■ **WHAT THIS TASK INVOLVES**: Each line below from the one containing "Each instance of the dirt" through the one containing "Each instance of the grass" should be output exactly as it stands, and no other line should appear.

** Opening SOURCE RECORDS block **

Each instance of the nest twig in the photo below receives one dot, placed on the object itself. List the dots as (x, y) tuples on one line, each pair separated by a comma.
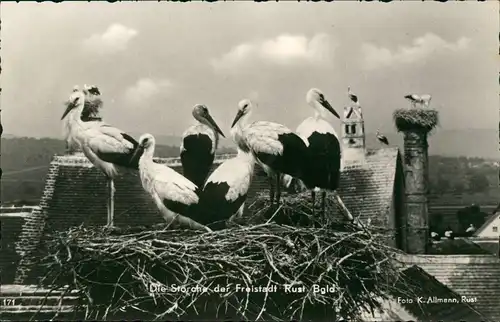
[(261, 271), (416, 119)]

** Closing SOURCE RECORDS block **
** Opening SOURCE RECORDS block **

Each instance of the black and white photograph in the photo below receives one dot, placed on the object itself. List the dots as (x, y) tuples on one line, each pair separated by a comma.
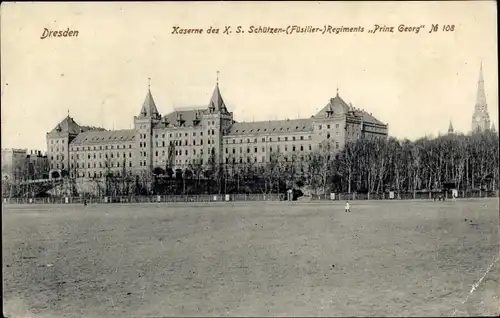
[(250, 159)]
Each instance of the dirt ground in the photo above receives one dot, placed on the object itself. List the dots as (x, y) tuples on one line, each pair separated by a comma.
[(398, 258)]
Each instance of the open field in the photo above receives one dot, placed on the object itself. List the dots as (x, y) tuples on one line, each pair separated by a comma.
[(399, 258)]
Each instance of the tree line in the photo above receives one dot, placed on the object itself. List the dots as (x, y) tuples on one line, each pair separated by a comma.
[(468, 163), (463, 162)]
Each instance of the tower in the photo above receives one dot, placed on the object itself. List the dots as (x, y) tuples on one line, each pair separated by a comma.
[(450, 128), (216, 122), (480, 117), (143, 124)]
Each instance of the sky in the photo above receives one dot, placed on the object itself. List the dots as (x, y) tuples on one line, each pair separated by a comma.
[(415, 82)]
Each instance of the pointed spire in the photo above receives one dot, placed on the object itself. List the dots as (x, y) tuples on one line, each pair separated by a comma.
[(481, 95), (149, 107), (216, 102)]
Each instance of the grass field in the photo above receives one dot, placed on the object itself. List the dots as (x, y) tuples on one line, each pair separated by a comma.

** Closing SOURCE RECORDS block **

■ **PROBLEM SOLUTION**:
Each instance of the dirt ground in the photo above receives one dot, placed on the object itself. List the dots as (x, y) tuples on one line, each pair separated by a comma.
[(398, 258)]
Each instance of the open field in the photo above receives one dot, placed on the object itself. List the dots as (x, y) tuples on one line, each pair separated by a comma.
[(399, 258)]
Each instance of the tree line in the photo above receives one dot, placed on the object itself. List the dots as (x, y) tuples on one line, each pair separated by a comma.
[(468, 163), (463, 162)]
Each instance of the tower in the photo above receives one dot, placed on the object itself. List the dots as (x, y) tuples on one line, each pair separated by a comma.
[(450, 128), (216, 122), (480, 117), (143, 124)]
Each instance of the sky in the photo above receives one dot, placed on the object itself. List the dots as (x, y) tuples on one line, each pair separated by a comma.
[(415, 82)]
Each instance of the pointed spire in the photo above receives one dot, placed on the object itself. List the dots as (x, y) tuples on one line, each pair separated by a comma.
[(481, 95), (149, 107), (216, 102)]
Each instance of the grass field in the photo above receives one dot, placed on the object itself. List the dots as (x, y) tuples on one line, each pair separated by a comma.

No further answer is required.